_TEXTO APRESENTADO_
»»

NÓS JÁ FICAMOS ANTES... NÃO LEMBRA???
A festa está muito boa. Boa música, cerveja gelada, temperatura ambiente adequada, espaço pra dançar. E amigos divertidos, porque sem eles não é a mesma coisa. O rapaz está disposto a se divertir até o amanhecer: folga no domingo - coisa rara - e a necessidade premente de esquecer os contratempos que a vida vinha lhe oferecendo de maneira sistemática. Sendo assim, dá-lhe cerveja - nada de misturar fermentados com destilados, as experiências anteriores nesse sentido já lhe haviam alertado para os males subsequentes desse ato impensado. O tempo vai passando. Lá está aquele cara lindo que estava no teatro assistindo "Terça insana" e que é o sonho máximo de consumo do rapaz - pelo menos até que ele descubra que não existe nada ali além de um belo corpo e um charme indescritível. Lá está, dançando alucinadamente, um rapazinho bastante interessante - e é fato quase comprovado cientificamente que quem dança bem faz outras coisas mais excitantes com igual talento. Lá está uma gracinha que parece com o ator principal de "500 dias com ela" - e, segundo a melhor amiga do rapaz, parecido também com aquele que é o grande amor da sua vida (mas isso ela só dirá na segunda-feira, a caminho da aula de teatro...) É definitivamente uma possibilidade bastante interessante mas o nível etílico lhe faz quase cair e isso, definitivamente, não empolga nosso herói.
Aos poucos os amigos vão indo embora. A noite já não é mais uma criança - talvez uma adolescente que adora encher a cara. A música continua ótima. Agora já é possível vislumbrar a pista inteira e perceber realmente quem está na festa. O rapaz se encosta em uma das paredes do fundo da pista, com o objetivo de tomar o copo imenso de cerveja que tem em mãos. E é aí que ele vê um outro rapaz, que lhe cumprimenta sorridente e se aproxima. Nosso protagonista o examina cuidadosamente e gosta do que vê: belo sorriso, altura apropriada, um corpo sem excessos... Os dois começam um papo. Conversa vai, conversa vem... e acontece o esperado. Um beijo. Bom, sem aquela pressa que arruina tudo mas também sem a lerdeza característica daqueles que se consideram românticos e são apenas sem graça. O rapaz se empolga, a música continua boa e a cerveja já não está mais no copo e sim em sua corrente sanguínea. E aí as coisas começam a parecer um episódio de "Sex and the city", com nosso protagonista assumindo o papel da devoradora Samantha Jones. O belo sorriso fala, boca com boca:
- E o teatro? Ainda fazendo?

««

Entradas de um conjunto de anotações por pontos
»»

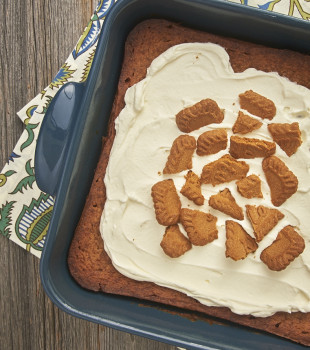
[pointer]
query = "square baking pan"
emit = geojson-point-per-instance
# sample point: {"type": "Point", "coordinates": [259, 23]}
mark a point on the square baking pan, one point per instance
{"type": "Point", "coordinates": [68, 149]}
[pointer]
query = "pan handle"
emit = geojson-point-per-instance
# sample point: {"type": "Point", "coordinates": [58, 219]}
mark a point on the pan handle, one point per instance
{"type": "Point", "coordinates": [54, 135]}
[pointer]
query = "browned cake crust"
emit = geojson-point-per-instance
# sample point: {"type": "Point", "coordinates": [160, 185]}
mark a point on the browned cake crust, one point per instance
{"type": "Point", "coordinates": [88, 262]}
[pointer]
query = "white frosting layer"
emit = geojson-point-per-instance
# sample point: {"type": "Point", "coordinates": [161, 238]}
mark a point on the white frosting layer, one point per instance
{"type": "Point", "coordinates": [145, 130]}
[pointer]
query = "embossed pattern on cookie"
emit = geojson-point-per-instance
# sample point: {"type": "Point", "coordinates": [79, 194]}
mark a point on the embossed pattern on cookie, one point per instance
{"type": "Point", "coordinates": [244, 147]}
{"type": "Point", "coordinates": [167, 203]}
{"type": "Point", "coordinates": [250, 187]}
{"type": "Point", "coordinates": [226, 203]}
{"type": "Point", "coordinates": [200, 114]}
{"type": "Point", "coordinates": [174, 243]}
{"type": "Point", "coordinates": [287, 247]}
{"type": "Point", "coordinates": [282, 182]}
{"type": "Point", "coordinates": [238, 242]}
{"type": "Point", "coordinates": [287, 136]}
{"type": "Point", "coordinates": [245, 124]}
{"type": "Point", "coordinates": [211, 142]}
{"type": "Point", "coordinates": [263, 219]}
{"type": "Point", "coordinates": [181, 152]}
{"type": "Point", "coordinates": [223, 170]}
{"type": "Point", "coordinates": [192, 188]}
{"type": "Point", "coordinates": [200, 227]}
{"type": "Point", "coordinates": [257, 104]}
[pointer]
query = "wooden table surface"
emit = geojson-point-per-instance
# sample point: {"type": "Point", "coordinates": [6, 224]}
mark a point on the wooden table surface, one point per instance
{"type": "Point", "coordinates": [36, 38]}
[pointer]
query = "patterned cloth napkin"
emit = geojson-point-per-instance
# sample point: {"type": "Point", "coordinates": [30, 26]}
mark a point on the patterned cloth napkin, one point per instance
{"type": "Point", "coordinates": [25, 211]}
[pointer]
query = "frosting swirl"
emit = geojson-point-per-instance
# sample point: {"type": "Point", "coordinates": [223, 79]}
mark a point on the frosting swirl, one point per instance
{"type": "Point", "coordinates": [145, 130]}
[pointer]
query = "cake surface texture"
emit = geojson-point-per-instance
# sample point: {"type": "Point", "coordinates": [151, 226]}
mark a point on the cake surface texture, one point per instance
{"type": "Point", "coordinates": [168, 205]}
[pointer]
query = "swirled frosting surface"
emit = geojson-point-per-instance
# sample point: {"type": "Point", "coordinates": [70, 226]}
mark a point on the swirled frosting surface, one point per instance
{"type": "Point", "coordinates": [145, 130]}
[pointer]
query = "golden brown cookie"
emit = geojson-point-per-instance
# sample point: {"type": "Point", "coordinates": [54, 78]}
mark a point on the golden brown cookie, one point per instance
{"type": "Point", "coordinates": [226, 203]}
{"type": "Point", "coordinates": [192, 188]}
{"type": "Point", "coordinates": [257, 104]}
{"type": "Point", "coordinates": [200, 114]}
{"type": "Point", "coordinates": [282, 182]}
{"type": "Point", "coordinates": [287, 247]}
{"type": "Point", "coordinates": [167, 203]}
{"type": "Point", "coordinates": [211, 142]}
{"type": "Point", "coordinates": [287, 136]}
{"type": "Point", "coordinates": [250, 187]}
{"type": "Point", "coordinates": [200, 227]}
{"type": "Point", "coordinates": [223, 170]}
{"type": "Point", "coordinates": [238, 242]}
{"type": "Point", "coordinates": [245, 124]}
{"type": "Point", "coordinates": [244, 147]}
{"type": "Point", "coordinates": [263, 219]}
{"type": "Point", "coordinates": [174, 243]}
{"type": "Point", "coordinates": [181, 152]}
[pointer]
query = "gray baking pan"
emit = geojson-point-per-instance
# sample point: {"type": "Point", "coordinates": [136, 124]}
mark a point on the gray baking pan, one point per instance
{"type": "Point", "coordinates": [68, 149]}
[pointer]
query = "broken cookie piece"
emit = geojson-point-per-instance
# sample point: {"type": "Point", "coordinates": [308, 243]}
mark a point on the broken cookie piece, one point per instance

««

_TAREFAS A CUMPRIR_
[a] Indique se cada afirmação concorda com a crônica da festa, respondendo sim ou não e citando literalmente as palavras decisivas: (i) o rapaz tem folga no domingo; (ii) o rapaz mistura cerveja com bebidas destiladas; (iii) o beijo acontece com muita pressa.
[b] Transforme em lista o parágrafo da crônica da festa que começa com "Aos poucos os amigos vão indo embora", mantendo os fatos principais.
[c] Retome a crônica da festa a partir da pergunta sobre o teatro, que é a última fala mostrada.
Nenhuma tarefa depende das linhas.

_RESPOSTAS ÀS TAREFAS_
[a]
(i) Sim: "folga no domingo - coisa rara".
(ii) Não: "nada de misturar fermentados com destilados".
(iii) Não: "sem aquela pressa que arruina tudo".

[b]
- Os amigos vão embora aos poucos, e a noite avança.
- A música continua ótima, e já dá para ver a pista inteira.
- O rapaz se encosta em uma parede do fundo da pista para tomar um copo imenso de cerveja.
- Outro rapaz o cumprimenta sorrindo e se aproxima.
- O protagonista gosta do que vê: belo sorriso, altura apropriada e um corpo sem excessos.
- Os dois conversam e se beijam, sem pressa e sem lerdeza.
- Empolgado e com a cerveja já no sangue, o protagonista se sente como Samantha Jones em "Sex and the city".
- O rapaz do belo sorriso fala, boca com boca.

[c]
- Ué, eu te falei que eu faço teatro?
- Hoje não... Falou quando a gente se conheceu, há alguns meses.
Bastaram essas poucas linhas de diálogo pra todo o álcool que corria por entre as veias do rapaz simplesmente evaporar.
- Nós já nos conhecemos?
- Sim, ficamos juntos há alguns meses. Você estava com a camiseta de um time de futebol, acompanhado de um amigo. Tenho o seu telefone aqui, no meu celular.
O rapaz olha estarrecido para o seu número estampado na agenda do belo sorriso. É o número novo, o que significa que a noite a que seu novo/antigo ficante estava se referindo não devia fazer mais do que cinco meses. No entanto, o rapaz não tem a menor ideia de com quem está lidando. O belo sorriso continua falando, explicando seu silêncio por esse tempo - entre as razões existe aquele velho trauma do rapaz, chamado pela ciência de "ex-namorado" - mas nosso amigo só consegue passar em uma revista apressada seu arquivo visual, de nomes, rostos e corpos pelos quais passou nos últimos 150 dias. E nada vem à cabeça.
- Você deve estar estranhando porque estou sem barba, hoje.
Barba!!! Uma pista! O rapaz tenta visualizar uma barba em torno daquele belo sorriso, mas nada acontece. E nesse exato momento percebe que aquele que dança enlouquecidamente não para de lhe encarar. Pra variar isso só acontece depois que ele está acompanhado. Seu pensamento agora divide-se entre tentar lembrar detalhes de sua noite com o belo sorriso e decidir se toma alguma atitude em relação ao Nijinski de subúrbio que não para de olhar-lhe.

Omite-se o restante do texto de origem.